文本摘录 ::
----

850. Rectangle Area II

https://leetcode.com/problems/rectangle-area-ii/

二维坐标系里有一些可能重叠的长方形，问它们形成的总面积。题目看着和skyline很像，重叠问题可以用排序+扫描线解。对每个x，求是第一条边的y去重后有效的长度。维持一个对所有x global的treemap让遍历到的所有y在里头排好序，长方形第一条竖边的入+1出-1; 第二条边反过来，入-1出+1，用于去除第一条边的记录, 遍历到sum > 0时记录下y和上个遍历的y差作为有效长度。比如两个有重叠的第一条边会成为[1 1 -1 -1], 那么[1 1], [1-1]和[-1-1]之间长度都会成功算入。如果当前x没有新长方形，那遍历求和会不断把所有可能的y置为0，比如例子中两个第二条边并入 [1(-1) 1(-1) -1(1) -1(1)]。

参考自这。

/*
 * @lc app=leetcode id=850 lang=cpp
 *
 * [850] Rectangle Area II
 *
 * https://leetcode.com/problems/rectangle-area-ii/description/
 *
 * algorithms
 * Hard (45.33%)
 * Likes:    213
 * Dislikes: 23
 * Total Accepted:    8K
 * Total Submissions: 17.5K
 * Testcase Example:  '[[0,0,2,2],[1,0,2,3],[1,0,3,1]]'
 *
 * We are given a list of (axis-aligned) rectangles.  Each rectangle[i] = [x1,
 * y1, x2, y2] , where (x1, y1) are the coordinates of the bottom-left corner,
 * and (x2, y2) are the coordinates of the top-right corner of the ith
 * rectangle.
 * 
 * Find the total area covered by all rectangles in the plane.  Since the
 * answer may be too large, return it modulo 10^9 + 7.

----

数据摘录 ::
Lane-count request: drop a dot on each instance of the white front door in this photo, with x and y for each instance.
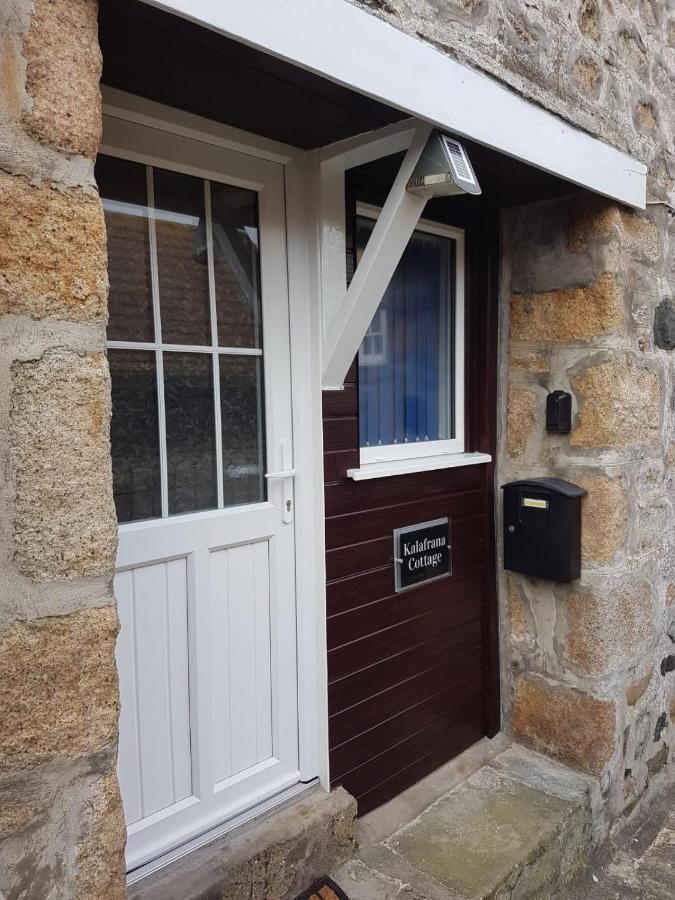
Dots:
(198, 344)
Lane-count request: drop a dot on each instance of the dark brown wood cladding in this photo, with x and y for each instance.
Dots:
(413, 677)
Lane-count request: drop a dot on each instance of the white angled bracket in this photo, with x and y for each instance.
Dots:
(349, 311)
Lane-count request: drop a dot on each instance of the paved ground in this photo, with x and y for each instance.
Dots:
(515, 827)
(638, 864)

----

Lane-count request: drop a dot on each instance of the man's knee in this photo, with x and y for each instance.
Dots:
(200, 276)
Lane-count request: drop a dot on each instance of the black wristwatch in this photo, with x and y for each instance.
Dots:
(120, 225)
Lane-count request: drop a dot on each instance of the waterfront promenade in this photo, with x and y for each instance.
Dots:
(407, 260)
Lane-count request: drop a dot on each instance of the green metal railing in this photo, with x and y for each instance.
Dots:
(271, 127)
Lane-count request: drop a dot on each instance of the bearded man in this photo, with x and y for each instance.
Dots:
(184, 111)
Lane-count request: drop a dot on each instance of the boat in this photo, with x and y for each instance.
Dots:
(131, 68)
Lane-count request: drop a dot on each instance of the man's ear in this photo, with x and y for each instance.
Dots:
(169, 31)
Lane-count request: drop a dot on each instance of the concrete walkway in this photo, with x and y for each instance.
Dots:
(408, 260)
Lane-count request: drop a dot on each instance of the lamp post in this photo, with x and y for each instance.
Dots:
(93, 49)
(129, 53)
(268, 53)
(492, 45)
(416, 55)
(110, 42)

----

任务要求 ::
1. 请将矩形面积题解中以“二维坐标系里有一些可能重叠的长方形”开头的段落改写为要点列表，并保留其主要事实。
2. 请接着矩形面积题解的末尾续写下去。

任务结果 ::
1.
- 题目：二维坐标系中有若干可能重叠的长方形，求它们形成的总面积。
- 该题与skyline相似，重叠问题可用排序加扫描线求解。
- 对每个x，求第一条边的y去重后的有效长度。
- 维护一个对所有x全局的treemap，使遍历到的所有y保持有序。
- 长方形第一条竖边：入+1，出-1；第二条边相反：入-1，出+1，用于去除第一条边的记录。
- 遍历中sum > 0时，记录当前y与上一个遍历到的y之差，作为有效长度。
- 示例：两个有重叠的第一条边会形成[1 1 -1 -1]，[1 1]、[1 -1]与[-1 -1]之间的长度均会计入。
- 若当前x没有新长方形，遍历求和会把所有可能的y置为0，例如两个第二条边并入后成为[1(-1) 1(-1) -1(1) -1(1)]。

2.
 * 
 * 
 * 
 * Example 1:
 * 
 * 
 * Input: [[0,0,2,2],[1,0,2,3],[1,0,3,1]]
 * Output: 6
 * Explanation: As illustrated in the picture.
 * 
 * 
 * Example 2:
 * 
 * 
 * Input: [[0,0,1000000000,1000000000]]
 * Output: 49
 * Explanation: The answer is 10^18 modulo (10^9 + 7), which is (10^9)^2 =
 * (-7)^2 = 49.
 * 
 * 
 * Note:
 * 
 * 
 * 1 <= rectangles.length <= 200
 * rectanges[i].length = 4
 * 0 <= rectangles[i][j] <= 10^9
 * The total area covered by all rectangles will never exceed 2^63 - 1 and thus
 * will fit in a 64-bit signed integer.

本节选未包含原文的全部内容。